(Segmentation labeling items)
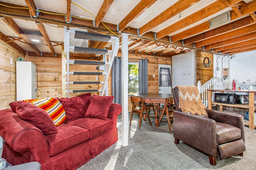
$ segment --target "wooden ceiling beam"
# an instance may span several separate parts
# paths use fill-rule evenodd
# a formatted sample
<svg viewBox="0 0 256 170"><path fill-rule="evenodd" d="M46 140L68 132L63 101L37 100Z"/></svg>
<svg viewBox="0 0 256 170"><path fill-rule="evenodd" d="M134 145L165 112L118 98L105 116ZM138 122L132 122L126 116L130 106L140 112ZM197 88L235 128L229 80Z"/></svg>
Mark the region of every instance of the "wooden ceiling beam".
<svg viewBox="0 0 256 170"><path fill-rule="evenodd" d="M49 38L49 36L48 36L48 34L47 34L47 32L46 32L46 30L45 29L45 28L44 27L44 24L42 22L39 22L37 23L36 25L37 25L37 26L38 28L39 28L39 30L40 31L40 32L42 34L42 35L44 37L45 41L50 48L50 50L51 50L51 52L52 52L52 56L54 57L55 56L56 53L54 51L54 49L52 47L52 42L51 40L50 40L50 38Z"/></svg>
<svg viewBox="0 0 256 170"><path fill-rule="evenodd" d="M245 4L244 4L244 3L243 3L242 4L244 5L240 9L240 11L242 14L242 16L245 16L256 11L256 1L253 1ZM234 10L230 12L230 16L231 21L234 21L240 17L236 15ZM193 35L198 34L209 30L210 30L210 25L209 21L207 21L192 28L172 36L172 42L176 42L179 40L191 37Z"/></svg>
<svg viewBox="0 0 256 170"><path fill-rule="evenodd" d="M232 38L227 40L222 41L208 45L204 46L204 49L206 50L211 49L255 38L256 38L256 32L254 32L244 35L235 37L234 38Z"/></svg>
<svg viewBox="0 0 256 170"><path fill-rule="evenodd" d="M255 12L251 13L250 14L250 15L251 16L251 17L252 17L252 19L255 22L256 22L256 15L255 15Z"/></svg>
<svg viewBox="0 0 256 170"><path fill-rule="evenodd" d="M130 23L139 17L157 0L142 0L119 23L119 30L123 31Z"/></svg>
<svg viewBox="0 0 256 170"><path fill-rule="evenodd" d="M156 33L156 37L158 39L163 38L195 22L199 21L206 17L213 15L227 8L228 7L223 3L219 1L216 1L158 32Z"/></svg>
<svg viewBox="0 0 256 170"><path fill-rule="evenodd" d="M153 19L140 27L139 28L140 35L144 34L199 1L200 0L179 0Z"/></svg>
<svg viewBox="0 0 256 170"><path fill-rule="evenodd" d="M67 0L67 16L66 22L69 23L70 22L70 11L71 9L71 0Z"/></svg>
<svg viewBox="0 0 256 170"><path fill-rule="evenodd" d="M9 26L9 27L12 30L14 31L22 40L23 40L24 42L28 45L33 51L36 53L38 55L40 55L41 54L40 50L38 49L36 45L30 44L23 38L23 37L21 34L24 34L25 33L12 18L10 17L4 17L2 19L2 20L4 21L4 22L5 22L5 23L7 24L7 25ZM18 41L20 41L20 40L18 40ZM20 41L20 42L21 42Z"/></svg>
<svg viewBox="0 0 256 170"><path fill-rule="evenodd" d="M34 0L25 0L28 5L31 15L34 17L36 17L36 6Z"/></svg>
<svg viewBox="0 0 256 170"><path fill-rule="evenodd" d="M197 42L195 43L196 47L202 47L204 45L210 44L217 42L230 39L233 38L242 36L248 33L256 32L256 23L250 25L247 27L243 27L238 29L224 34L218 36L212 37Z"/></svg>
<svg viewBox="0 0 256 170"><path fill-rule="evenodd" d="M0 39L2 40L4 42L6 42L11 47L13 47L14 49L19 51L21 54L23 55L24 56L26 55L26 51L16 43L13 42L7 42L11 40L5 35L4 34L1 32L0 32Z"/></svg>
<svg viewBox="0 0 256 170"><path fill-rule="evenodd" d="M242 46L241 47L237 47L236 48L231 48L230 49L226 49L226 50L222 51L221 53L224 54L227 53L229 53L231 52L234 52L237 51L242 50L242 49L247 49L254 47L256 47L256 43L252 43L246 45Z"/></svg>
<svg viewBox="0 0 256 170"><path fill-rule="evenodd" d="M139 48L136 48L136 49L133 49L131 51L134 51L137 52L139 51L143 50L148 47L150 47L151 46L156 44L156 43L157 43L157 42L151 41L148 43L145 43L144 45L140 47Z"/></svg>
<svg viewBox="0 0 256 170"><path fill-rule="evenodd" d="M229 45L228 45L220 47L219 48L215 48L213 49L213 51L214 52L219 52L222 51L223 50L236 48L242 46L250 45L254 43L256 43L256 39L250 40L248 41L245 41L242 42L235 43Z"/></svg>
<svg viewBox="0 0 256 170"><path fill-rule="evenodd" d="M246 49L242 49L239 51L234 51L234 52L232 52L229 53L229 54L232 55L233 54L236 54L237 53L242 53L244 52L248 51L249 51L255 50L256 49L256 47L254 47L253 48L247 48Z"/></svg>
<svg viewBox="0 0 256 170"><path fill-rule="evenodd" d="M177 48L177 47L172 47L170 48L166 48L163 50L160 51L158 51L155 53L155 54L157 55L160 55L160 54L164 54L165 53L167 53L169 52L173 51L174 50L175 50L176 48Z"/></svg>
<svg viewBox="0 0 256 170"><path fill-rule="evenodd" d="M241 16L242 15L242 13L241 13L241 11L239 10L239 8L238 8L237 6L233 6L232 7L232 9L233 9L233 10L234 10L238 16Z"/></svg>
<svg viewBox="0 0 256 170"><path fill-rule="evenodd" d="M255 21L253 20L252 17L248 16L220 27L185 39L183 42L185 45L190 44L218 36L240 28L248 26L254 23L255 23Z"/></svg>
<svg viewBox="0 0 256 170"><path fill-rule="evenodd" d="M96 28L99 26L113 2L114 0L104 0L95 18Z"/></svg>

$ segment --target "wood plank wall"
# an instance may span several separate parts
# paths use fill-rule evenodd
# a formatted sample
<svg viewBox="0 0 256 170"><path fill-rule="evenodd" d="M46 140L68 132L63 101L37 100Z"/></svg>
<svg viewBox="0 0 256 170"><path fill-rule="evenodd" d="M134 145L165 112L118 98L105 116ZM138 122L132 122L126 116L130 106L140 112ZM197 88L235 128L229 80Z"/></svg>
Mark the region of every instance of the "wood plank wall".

Your objective
Arrange the lines from the start of the items through the line containing "4L244 4L244 3L243", inclusive, as a Markdown table with columns Row and Line. Skip blank lines and leave the pictures out.

Result
| Row | Line |
|---|---|
| 1 | $ segment --target "wooden ceiling beam" |
| 2 | # an instance may span several separate parts |
| 3 | # paths use fill-rule evenodd |
| 4 | # a formatted sample |
| 5 | <svg viewBox="0 0 256 170"><path fill-rule="evenodd" d="M46 140L68 132L63 101L37 100Z"/></svg> |
| 6 | <svg viewBox="0 0 256 170"><path fill-rule="evenodd" d="M134 145L165 112L118 98L105 116ZM138 122L132 122L126 116L130 106L140 112ZM197 88L235 128L229 80Z"/></svg> |
| 7 | Mark the region of every instance of the "wooden ceiling beam". |
| 8 | <svg viewBox="0 0 256 170"><path fill-rule="evenodd" d="M49 38L49 36L48 36L48 34L47 34L47 32L46 32L46 30L45 29L45 28L44 27L44 24L42 22L39 22L37 23L36 25L37 25L37 26L38 28L39 28L39 30L40 31L40 32L42 34L42 35L44 37L45 41L50 48L50 50L51 50L51 52L52 52L52 56L54 57L55 56L56 53L54 51L54 49L52 47L52 42L51 40L50 40L50 38Z"/></svg> |
| 9 | <svg viewBox="0 0 256 170"><path fill-rule="evenodd" d="M245 4L244 4L244 3L243 3L242 4L244 5L240 9L240 11L242 14L242 16L245 16L256 11L256 1L253 1ZM234 10L230 12L230 16L231 21L234 21L240 17L236 15ZM193 35L198 34L209 30L210 30L210 25L209 21L207 21L192 28L172 36L172 42L176 42L179 40L191 37Z"/></svg> |